[Instrucción 1]: Reescribe de forma más breve el párrafo del texto sobre el voto que comienza con «Se nos presenta la oportunidad» y conserva sus datos principales.

[Texto citado]:
============

Si lo soy, ¿convenceré a mi nieto que está en el otro bando, a que se ponga de mi lado?
Difícil asunto éste; hay discrepancias religiosas, morales, pero es la política la mas áspera.
Siempre hay un niño alegre, donde vemos florecer la simpatía, lo bello y lo sublime de Kant que es el sentimiento puro.
Como a mí, que ahora que sonrío a mi nieto, que me mira como el niño de Boadella, puro y libre de prejuicios, de malentendidos y de tonterías.
El voto como confesión
Se nos presenta la oportunidad de ser protagonista de algo, como Don Eloy en La hoja roja de Delibes: a él le nombraron miembro de una sociedad fotográfica; a nosotros ir y votar.
¡Quizá tengamos que poner otra vez el voto en la urna para contribuir a la consolidación de nuestra incipiente, y no por ello plausible, democracia.
Dijeron los grandes filósofos de la pluma: “desdichados los que no servimos para el éxtasis, quien nos auxiliará» (Martin Santos)
Y “¿qué sería de este corral nublado” (Valle Inclán)…
Pero no importa: adelante: iremos a votar, muy europeamente, como si cogerle el punto a Europa sea cosa que exige un silgo (José Luis Pinillos)…
¡Votar: ser protagonista de la historia!: ¡tela!

============

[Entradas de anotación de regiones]
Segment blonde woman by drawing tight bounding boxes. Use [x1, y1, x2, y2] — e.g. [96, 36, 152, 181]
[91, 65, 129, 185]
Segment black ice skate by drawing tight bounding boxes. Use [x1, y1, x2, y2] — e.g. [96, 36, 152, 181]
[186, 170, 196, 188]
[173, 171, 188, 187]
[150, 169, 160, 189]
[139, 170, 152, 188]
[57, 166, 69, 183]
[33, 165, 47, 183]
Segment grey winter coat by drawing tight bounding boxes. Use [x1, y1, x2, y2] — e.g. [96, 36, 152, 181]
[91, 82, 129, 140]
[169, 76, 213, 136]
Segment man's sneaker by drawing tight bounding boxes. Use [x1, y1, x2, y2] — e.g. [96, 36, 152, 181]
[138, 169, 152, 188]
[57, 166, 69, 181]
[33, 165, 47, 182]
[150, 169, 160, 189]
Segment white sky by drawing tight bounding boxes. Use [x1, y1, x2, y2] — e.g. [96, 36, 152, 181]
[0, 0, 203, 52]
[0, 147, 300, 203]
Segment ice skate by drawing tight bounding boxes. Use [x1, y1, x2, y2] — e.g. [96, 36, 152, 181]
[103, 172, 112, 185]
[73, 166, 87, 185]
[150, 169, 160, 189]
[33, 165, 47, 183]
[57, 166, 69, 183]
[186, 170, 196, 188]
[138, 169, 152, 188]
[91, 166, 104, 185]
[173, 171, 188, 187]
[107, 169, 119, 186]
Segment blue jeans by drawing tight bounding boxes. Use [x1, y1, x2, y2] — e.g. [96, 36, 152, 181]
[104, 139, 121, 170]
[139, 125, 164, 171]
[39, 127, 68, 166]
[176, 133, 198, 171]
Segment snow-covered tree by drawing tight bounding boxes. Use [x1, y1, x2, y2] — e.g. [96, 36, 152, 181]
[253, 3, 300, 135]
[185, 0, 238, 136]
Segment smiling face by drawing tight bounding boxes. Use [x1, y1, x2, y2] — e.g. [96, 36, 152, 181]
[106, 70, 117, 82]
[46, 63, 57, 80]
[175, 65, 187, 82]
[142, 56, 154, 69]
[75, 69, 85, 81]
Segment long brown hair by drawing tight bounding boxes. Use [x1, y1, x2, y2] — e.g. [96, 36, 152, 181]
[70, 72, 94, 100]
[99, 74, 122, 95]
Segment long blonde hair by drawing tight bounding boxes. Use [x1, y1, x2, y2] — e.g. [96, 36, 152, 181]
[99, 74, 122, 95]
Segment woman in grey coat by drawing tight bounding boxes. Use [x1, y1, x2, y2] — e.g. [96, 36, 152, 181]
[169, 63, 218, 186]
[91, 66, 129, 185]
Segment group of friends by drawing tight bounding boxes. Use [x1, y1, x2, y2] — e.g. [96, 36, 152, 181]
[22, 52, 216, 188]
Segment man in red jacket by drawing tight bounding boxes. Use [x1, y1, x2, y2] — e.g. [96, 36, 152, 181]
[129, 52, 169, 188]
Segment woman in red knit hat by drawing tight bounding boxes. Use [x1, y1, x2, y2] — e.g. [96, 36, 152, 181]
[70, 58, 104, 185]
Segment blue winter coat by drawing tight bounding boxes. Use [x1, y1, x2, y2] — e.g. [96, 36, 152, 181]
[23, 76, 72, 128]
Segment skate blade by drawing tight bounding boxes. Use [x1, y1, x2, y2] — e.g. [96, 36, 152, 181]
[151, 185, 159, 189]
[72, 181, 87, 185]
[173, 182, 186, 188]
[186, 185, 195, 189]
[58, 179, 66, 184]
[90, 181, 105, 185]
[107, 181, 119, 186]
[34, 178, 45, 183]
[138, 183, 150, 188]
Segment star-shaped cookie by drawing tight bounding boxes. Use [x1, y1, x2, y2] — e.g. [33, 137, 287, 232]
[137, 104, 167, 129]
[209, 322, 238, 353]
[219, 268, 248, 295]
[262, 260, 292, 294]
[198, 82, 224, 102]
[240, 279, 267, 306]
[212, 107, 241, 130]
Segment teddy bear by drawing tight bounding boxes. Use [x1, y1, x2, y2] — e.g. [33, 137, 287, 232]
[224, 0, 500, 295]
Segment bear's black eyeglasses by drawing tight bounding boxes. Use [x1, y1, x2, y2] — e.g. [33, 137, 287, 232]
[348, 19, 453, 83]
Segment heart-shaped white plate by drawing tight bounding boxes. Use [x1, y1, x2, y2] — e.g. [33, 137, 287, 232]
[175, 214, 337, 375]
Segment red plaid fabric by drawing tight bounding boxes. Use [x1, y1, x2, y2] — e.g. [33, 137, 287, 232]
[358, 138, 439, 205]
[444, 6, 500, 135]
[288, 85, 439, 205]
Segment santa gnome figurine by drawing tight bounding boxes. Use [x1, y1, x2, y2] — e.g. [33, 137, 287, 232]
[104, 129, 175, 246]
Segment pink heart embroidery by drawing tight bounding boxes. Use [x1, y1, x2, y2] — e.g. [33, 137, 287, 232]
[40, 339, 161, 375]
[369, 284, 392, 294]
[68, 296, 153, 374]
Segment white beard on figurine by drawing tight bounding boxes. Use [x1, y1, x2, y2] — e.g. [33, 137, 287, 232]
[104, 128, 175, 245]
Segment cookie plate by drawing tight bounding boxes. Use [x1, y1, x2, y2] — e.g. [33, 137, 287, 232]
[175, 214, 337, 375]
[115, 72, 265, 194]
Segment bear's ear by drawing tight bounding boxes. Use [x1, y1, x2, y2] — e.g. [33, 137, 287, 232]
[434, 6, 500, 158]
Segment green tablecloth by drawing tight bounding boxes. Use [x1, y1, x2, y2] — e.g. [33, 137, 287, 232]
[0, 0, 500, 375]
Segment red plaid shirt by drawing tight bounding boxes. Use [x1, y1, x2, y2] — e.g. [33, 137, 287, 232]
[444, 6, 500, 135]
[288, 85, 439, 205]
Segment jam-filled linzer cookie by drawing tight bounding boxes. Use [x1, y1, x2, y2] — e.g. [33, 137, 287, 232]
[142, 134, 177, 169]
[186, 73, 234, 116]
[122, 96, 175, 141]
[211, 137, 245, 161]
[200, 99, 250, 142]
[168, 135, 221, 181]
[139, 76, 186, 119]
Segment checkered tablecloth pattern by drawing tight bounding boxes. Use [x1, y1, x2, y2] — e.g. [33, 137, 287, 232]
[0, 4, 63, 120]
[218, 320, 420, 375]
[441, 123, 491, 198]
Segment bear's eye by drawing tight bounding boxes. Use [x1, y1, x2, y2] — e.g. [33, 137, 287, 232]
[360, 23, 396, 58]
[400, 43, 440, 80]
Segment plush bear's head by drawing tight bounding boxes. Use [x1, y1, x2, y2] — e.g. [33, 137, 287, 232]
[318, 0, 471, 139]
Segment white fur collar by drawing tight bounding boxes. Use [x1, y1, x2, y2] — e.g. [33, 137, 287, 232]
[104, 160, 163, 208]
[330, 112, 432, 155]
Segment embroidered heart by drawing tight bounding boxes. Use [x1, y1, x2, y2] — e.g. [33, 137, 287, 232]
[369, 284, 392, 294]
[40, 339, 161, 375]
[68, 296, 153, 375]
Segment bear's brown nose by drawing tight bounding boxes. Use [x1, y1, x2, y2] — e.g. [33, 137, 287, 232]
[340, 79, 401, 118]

============

[Instrucción 2]: Copia sin cambios las filas, empezando por la primera de ellas y terminando en la línea que contiene "[169, 76, 213, 136]", ambas incluidas.

[Resultado 1]: Como a Don Eloy, a quien en La hoja roja de Delibes nombraron miembro de una sociedad fotográfica, a nosotros se nos ofrece ser protagonistas de algo: ir a votar.

[Resultado 2]:
Segment blonde woman by drawing tight bounding boxes. Use [x1, y1, x2, y2] — e.g. [96, 36, 152, 181]
[91, 65, 129, 185]
Segment black ice skate by drawing tight bounding boxes. Use [x1, y1, x2, y2] — e.g. [96, 36, 152, 181]
[186, 170, 196, 188]
[173, 171, 188, 187]
[150, 169, 160, 189]
[139, 170, 152, 188]
[57, 166, 69, 183]
[33, 165, 47, 183]
Segment grey winter coat by drawing tight bounding boxes. Use [x1, y1, x2, y2] — e.g. [96, 36, 152, 181]
[91, 82, 129, 140]
[169, 76, 213, 136]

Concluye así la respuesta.